TO DO ->
Render everything from the start of the material down to the line that contains "<point>27,386</point>" as a numbered list, skipping blank lines and leaving the pictures out.

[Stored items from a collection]
━━━━━━━━

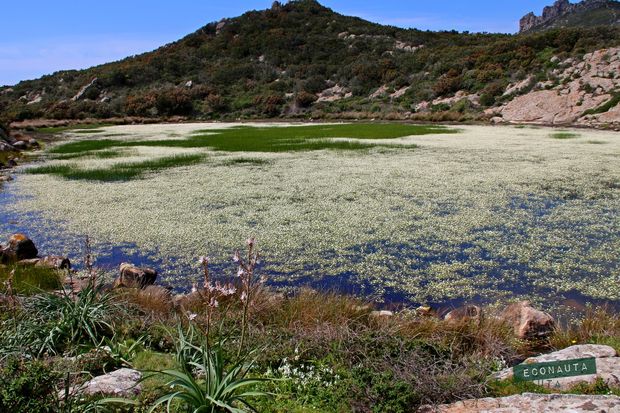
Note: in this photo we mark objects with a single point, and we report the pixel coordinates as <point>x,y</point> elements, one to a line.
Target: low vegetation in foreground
<point>235,346</point>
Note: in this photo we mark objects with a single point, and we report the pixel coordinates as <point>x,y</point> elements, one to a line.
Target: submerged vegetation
<point>118,171</point>
<point>269,139</point>
<point>482,214</point>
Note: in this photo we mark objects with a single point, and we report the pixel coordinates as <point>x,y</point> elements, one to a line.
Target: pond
<point>485,214</point>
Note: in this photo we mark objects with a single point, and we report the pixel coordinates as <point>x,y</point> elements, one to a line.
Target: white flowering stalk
<point>245,273</point>
<point>212,292</point>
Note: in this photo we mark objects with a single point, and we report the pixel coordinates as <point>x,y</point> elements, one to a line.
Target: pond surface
<point>488,214</point>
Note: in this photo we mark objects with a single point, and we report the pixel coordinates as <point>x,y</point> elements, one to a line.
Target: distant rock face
<point>582,85</point>
<point>559,9</point>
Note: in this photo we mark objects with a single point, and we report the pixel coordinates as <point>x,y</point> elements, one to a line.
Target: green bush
<point>27,386</point>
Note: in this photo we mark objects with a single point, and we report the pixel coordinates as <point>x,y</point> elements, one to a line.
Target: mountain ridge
<point>562,13</point>
<point>303,60</point>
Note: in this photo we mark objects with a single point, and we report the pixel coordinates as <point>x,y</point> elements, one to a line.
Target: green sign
<point>554,369</point>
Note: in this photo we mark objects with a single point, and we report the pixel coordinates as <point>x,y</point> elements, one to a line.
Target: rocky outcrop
<point>527,322</point>
<point>529,402</point>
<point>119,383</point>
<point>465,313</point>
<point>135,277</point>
<point>552,15</point>
<point>85,89</point>
<point>607,366</point>
<point>581,86</point>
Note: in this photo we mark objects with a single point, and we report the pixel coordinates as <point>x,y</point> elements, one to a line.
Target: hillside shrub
<point>305,99</point>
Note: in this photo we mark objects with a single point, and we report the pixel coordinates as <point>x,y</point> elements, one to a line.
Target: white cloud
<point>22,61</point>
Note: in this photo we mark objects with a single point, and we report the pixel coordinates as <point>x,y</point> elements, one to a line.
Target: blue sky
<point>41,36</point>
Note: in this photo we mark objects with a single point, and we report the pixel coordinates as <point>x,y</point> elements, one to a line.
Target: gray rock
<point>20,145</point>
<point>56,262</point>
<point>528,323</point>
<point>529,402</point>
<point>22,247</point>
<point>468,312</point>
<point>5,147</point>
<point>135,277</point>
<point>607,366</point>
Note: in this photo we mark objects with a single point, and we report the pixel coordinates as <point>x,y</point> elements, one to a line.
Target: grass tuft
<point>30,280</point>
<point>272,139</point>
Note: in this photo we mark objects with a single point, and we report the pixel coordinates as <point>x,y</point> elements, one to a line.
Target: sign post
<point>554,369</point>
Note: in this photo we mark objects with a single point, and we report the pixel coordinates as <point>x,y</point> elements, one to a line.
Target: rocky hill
<point>562,13</point>
<point>303,60</point>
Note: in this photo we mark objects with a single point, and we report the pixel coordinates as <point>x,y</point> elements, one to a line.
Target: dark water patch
<point>409,266</point>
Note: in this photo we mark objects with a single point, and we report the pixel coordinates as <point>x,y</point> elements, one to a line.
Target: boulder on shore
<point>528,323</point>
<point>22,247</point>
<point>120,383</point>
<point>135,277</point>
<point>468,312</point>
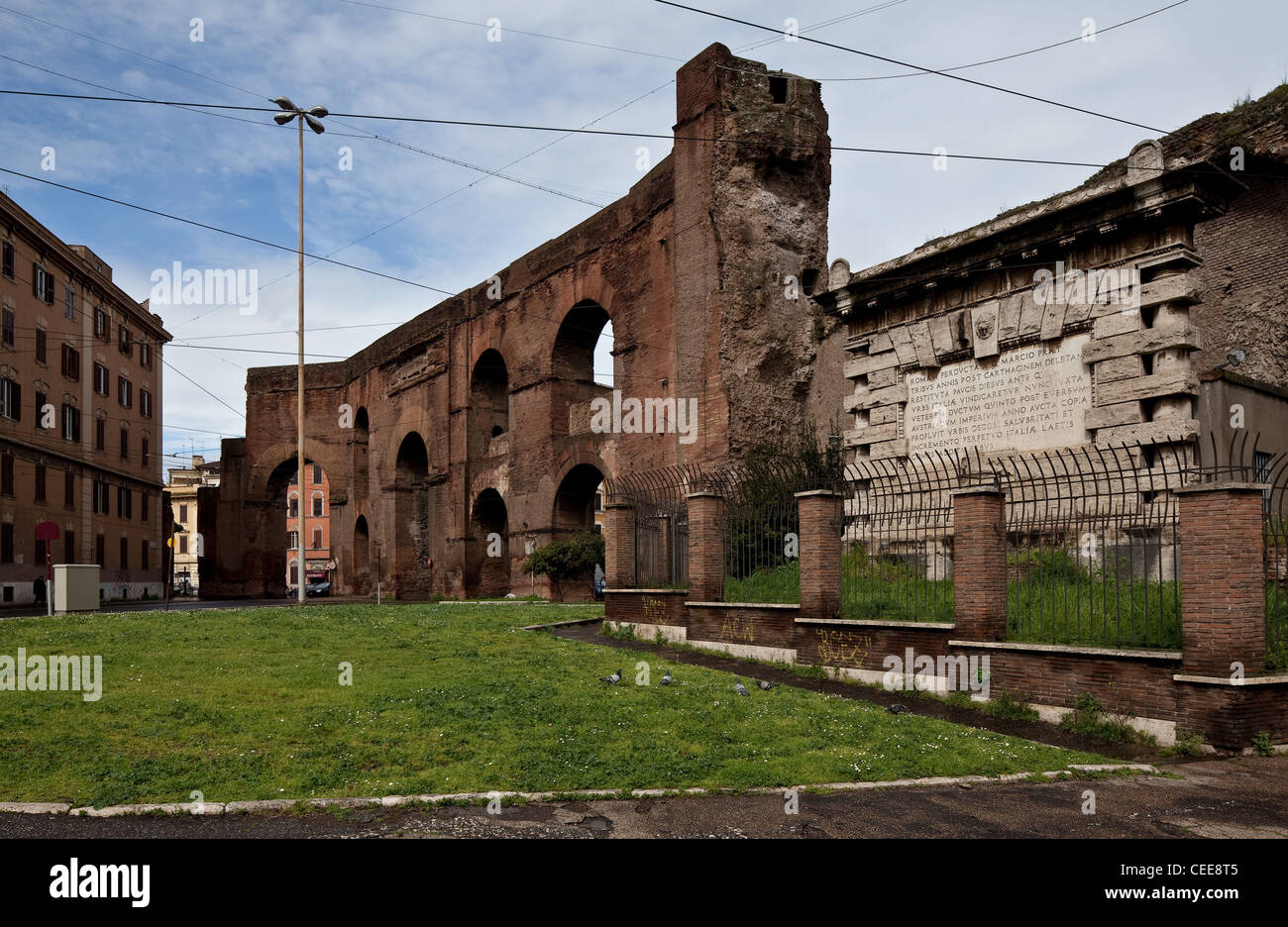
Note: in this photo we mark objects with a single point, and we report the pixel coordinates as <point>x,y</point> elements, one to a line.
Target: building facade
<point>187,544</point>
<point>80,417</point>
<point>308,514</point>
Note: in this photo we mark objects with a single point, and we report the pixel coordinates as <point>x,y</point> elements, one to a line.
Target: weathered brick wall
<point>686,265</point>
<point>1244,279</point>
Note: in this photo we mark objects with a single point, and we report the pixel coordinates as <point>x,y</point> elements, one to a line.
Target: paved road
<point>1239,797</point>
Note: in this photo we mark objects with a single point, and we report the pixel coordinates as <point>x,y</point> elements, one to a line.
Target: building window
<point>71,361</point>
<point>71,423</point>
<point>11,399</point>
<point>43,283</point>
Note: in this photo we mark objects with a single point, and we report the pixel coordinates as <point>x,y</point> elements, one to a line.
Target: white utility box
<point>75,587</point>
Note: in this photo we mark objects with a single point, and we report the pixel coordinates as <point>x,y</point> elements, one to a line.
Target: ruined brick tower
<point>468,434</point>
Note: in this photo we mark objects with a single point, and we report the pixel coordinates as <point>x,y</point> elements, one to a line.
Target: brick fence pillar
<point>819,514</point>
<point>618,545</point>
<point>979,563</point>
<point>1223,579</point>
<point>706,546</point>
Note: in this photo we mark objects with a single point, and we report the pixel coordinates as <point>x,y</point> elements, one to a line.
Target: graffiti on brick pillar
<point>655,610</point>
<point>735,629</point>
<point>841,647</point>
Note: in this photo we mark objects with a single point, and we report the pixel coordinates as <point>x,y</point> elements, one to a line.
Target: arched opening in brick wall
<point>489,404</point>
<point>575,501</point>
<point>361,555</point>
<point>487,553</point>
<point>410,566</point>
<point>574,368</point>
<point>361,446</point>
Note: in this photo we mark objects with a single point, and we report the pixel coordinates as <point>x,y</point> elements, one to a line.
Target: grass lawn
<point>446,698</point>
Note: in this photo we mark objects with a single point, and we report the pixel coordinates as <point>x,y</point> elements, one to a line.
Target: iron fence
<point>661,522</point>
<point>1091,544</point>
<point>897,558</point>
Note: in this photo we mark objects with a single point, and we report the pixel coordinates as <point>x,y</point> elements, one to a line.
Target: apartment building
<point>312,518</point>
<point>80,417</point>
<point>183,485</point>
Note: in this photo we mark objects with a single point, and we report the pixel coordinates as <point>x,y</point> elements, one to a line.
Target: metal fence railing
<point>661,523</point>
<point>897,558</point>
<point>1091,545</point>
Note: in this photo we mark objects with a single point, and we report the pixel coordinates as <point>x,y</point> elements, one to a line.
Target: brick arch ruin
<point>496,382</point>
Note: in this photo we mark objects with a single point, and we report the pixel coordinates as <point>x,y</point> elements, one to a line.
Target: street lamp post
<point>313,116</point>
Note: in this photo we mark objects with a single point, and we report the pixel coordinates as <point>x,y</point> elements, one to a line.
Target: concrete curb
<point>589,794</point>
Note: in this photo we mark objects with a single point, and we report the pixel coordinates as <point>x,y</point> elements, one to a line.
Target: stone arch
<point>489,404</point>
<point>361,555</point>
<point>487,552</point>
<point>572,367</point>
<point>574,506</point>
<point>361,447</point>
<point>410,566</point>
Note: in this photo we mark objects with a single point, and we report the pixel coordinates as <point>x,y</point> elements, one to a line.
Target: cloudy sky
<point>391,206</point>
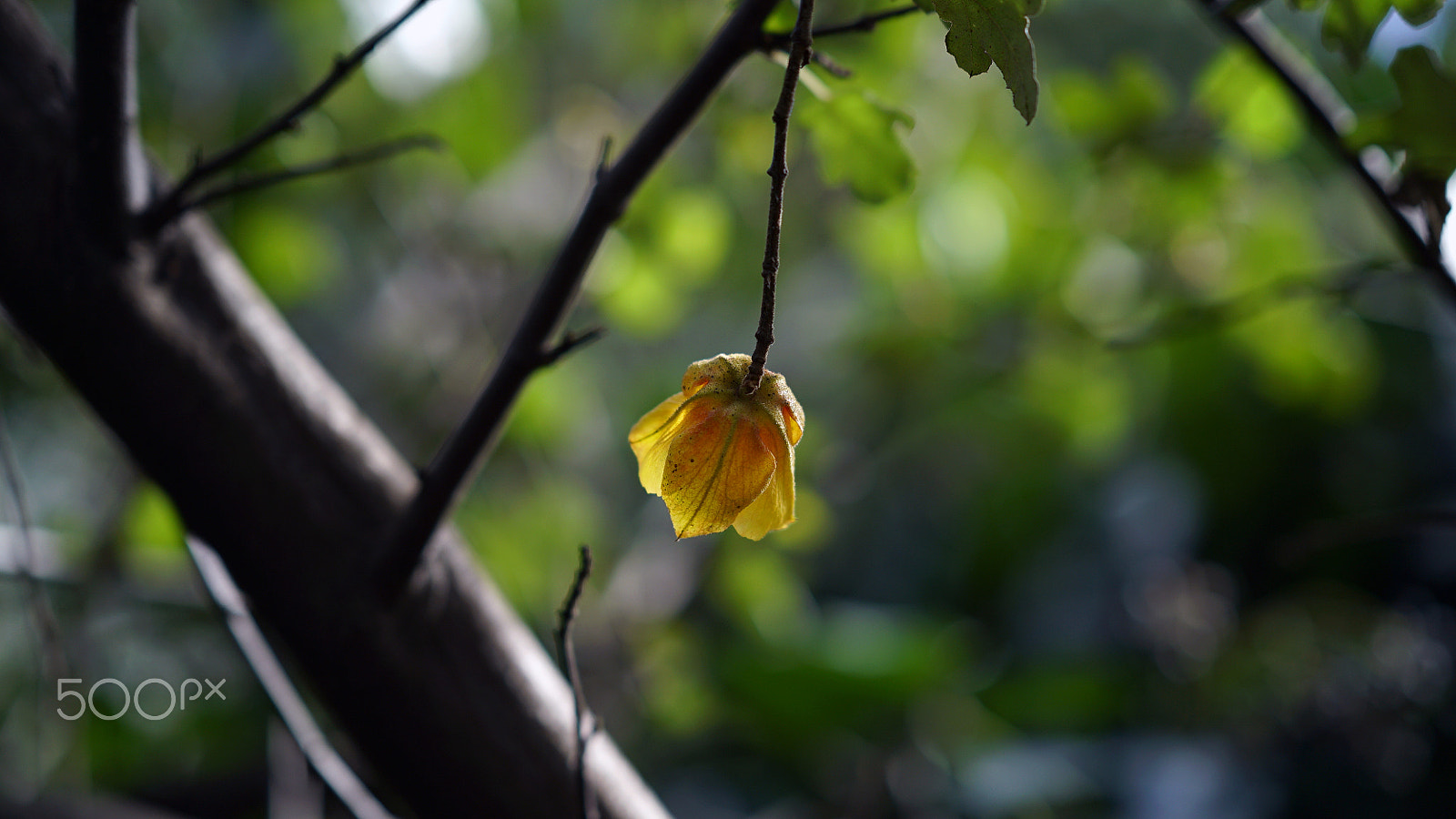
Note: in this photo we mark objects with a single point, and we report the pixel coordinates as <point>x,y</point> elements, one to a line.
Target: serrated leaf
<point>995,31</point>
<point>858,143</point>
<point>1424,124</point>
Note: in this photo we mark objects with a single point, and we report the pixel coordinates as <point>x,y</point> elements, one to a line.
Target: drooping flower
<point>718,457</point>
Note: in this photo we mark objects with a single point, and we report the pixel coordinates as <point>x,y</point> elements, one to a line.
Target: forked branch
<point>1252,31</point>
<point>531,343</point>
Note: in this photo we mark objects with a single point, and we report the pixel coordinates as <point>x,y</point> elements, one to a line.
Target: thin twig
<point>1251,31</point>
<point>339,162</point>
<point>800,48</point>
<point>286,698</point>
<point>106,34</point>
<point>567,658</point>
<point>570,343</point>
<point>451,467</point>
<point>169,207</point>
<point>861,25</point>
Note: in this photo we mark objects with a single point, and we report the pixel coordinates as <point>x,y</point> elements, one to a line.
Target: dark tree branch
<point>448,694</point>
<point>477,436</point>
<point>868,22</point>
<point>1249,29</point>
<point>344,160</point>
<point>570,343</point>
<point>781,41</point>
<point>108,152</point>
<point>174,203</point>
<point>567,659</point>
<point>800,48</point>
<point>269,672</point>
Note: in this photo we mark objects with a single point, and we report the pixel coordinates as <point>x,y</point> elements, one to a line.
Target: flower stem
<point>800,43</point>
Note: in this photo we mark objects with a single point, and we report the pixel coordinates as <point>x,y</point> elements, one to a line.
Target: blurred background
<point>1130,453</point>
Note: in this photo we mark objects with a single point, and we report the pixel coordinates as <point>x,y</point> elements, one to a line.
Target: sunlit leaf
<point>1424,124</point>
<point>995,31</point>
<point>1351,24</point>
<point>858,143</point>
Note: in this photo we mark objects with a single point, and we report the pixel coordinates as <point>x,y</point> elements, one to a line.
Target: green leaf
<point>1424,124</point>
<point>1350,24</point>
<point>856,143</point>
<point>995,31</point>
<point>1417,12</point>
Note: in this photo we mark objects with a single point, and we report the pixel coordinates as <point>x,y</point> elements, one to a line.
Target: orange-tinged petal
<point>775,506</point>
<point>715,470</point>
<point>775,394</point>
<point>718,457</point>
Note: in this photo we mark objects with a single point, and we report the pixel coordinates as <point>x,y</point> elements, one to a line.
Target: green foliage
<point>1127,431</point>
<point>995,31</point>
<point>1424,124</point>
<point>856,142</point>
<point>1350,24</point>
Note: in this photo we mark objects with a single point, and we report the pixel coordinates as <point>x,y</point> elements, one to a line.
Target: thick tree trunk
<point>448,694</point>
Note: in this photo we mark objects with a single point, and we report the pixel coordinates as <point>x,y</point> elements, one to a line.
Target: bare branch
<point>375,153</point>
<point>171,206</point>
<point>567,659</point>
<point>570,343</point>
<point>448,474</point>
<point>259,654</point>
<point>108,149</point>
<point>861,25</point>
<point>800,48</point>
<point>1254,33</point>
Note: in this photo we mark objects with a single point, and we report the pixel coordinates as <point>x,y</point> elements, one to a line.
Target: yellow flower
<point>721,458</point>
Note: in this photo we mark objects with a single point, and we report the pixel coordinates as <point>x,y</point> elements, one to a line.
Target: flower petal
<point>775,394</point>
<point>713,470</point>
<point>650,439</point>
<point>775,506</point>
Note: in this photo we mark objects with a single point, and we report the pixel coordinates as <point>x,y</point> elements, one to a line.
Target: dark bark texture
<point>446,694</point>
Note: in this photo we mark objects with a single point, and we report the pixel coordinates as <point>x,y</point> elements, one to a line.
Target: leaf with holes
<point>995,31</point>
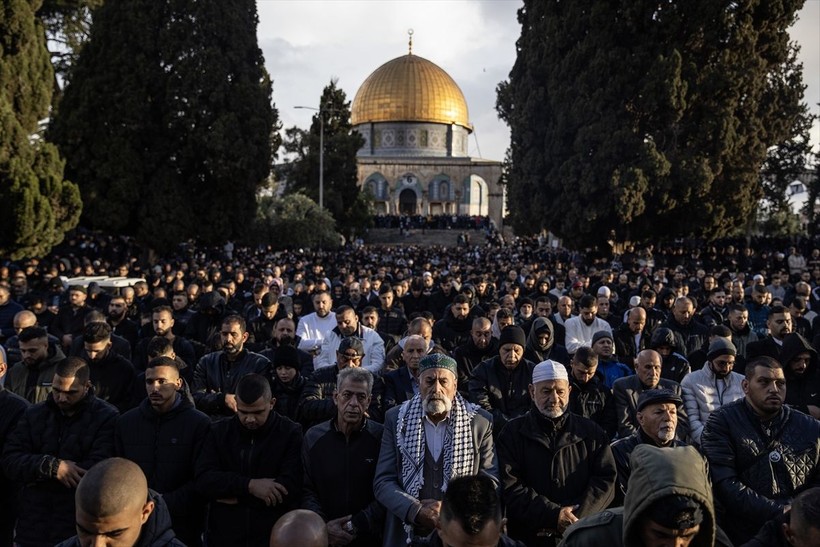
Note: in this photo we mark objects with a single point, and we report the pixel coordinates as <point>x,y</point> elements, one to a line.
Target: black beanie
<point>513,335</point>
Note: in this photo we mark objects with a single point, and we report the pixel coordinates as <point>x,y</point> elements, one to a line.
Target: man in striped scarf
<point>429,440</point>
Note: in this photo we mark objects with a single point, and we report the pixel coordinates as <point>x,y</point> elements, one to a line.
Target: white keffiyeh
<point>459,450</point>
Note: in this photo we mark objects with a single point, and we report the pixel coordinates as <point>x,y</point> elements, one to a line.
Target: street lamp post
<point>321,152</point>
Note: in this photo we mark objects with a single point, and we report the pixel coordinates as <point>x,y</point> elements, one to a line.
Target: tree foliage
<point>167,120</point>
<point>37,206</point>
<point>294,221</point>
<point>633,119</point>
<point>342,197</point>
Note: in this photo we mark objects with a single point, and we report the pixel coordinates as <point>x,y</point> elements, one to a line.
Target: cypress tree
<point>633,120</point>
<point>37,206</point>
<point>167,120</point>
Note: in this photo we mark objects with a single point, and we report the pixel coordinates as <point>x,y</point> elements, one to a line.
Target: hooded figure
<point>536,352</point>
<point>802,380</point>
<point>668,486</point>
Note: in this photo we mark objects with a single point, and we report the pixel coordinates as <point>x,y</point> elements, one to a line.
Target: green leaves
<point>645,121</point>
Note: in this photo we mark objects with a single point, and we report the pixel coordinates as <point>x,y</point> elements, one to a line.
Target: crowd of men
<point>485,395</point>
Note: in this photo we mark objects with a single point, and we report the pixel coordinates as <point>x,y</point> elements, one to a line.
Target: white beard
<point>436,405</point>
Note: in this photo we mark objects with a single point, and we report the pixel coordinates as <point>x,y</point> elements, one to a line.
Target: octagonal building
<point>416,127</point>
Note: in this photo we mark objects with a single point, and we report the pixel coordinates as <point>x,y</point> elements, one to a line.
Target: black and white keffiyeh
<point>459,451</point>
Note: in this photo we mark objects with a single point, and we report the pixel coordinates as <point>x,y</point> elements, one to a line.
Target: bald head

━━━━━━━━

FULL OUTPUT ->
1. Note: in this photo we mark objects with a single point, and we report the pixel coordinates as <point>x,y</point> elements, one to a line.
2. Target: low vegetation in foreground
3. <point>235,346</point>
4. Note: in this photo we mark objects with a single point, and we report the pixel coordinates as <point>x,y</point> elements, one to a line.
5. Target: submerged vegetation
6. <point>118,171</point>
7. <point>269,139</point>
8. <point>482,214</point>
9. Note: in this photo we mark objects with a single point, and we report the pixel coordinates as <point>x,y</point> elements, one to a line.
10. Target: pond
11. <point>485,214</point>
12. Note: in this photo we mark objects with a single point, and we report the pixel coordinates as <point>x,y</point> elements, one to a line.
13. Target: white flowering stalk
14. <point>245,273</point>
15. <point>212,292</point>
16. Note: in this photo we mark objects with a single point, and we report the pixel coordinates as <point>x,y</point> elements, one to a line.
17. Target: pond surface
18. <point>488,214</point>
19. Note: in this photo we mark objects with a single point, and we report the pixel coordinates as <point>x,y</point> elements, one to a line.
20. Target: distant rock face
21. <point>582,85</point>
22. <point>559,9</point>
23. Note: in this photo we mark objects with a single point, and we report the pixel coordinates as <point>x,y</point> elements, one to a line.
24. Target: green bush
25. <point>27,386</point>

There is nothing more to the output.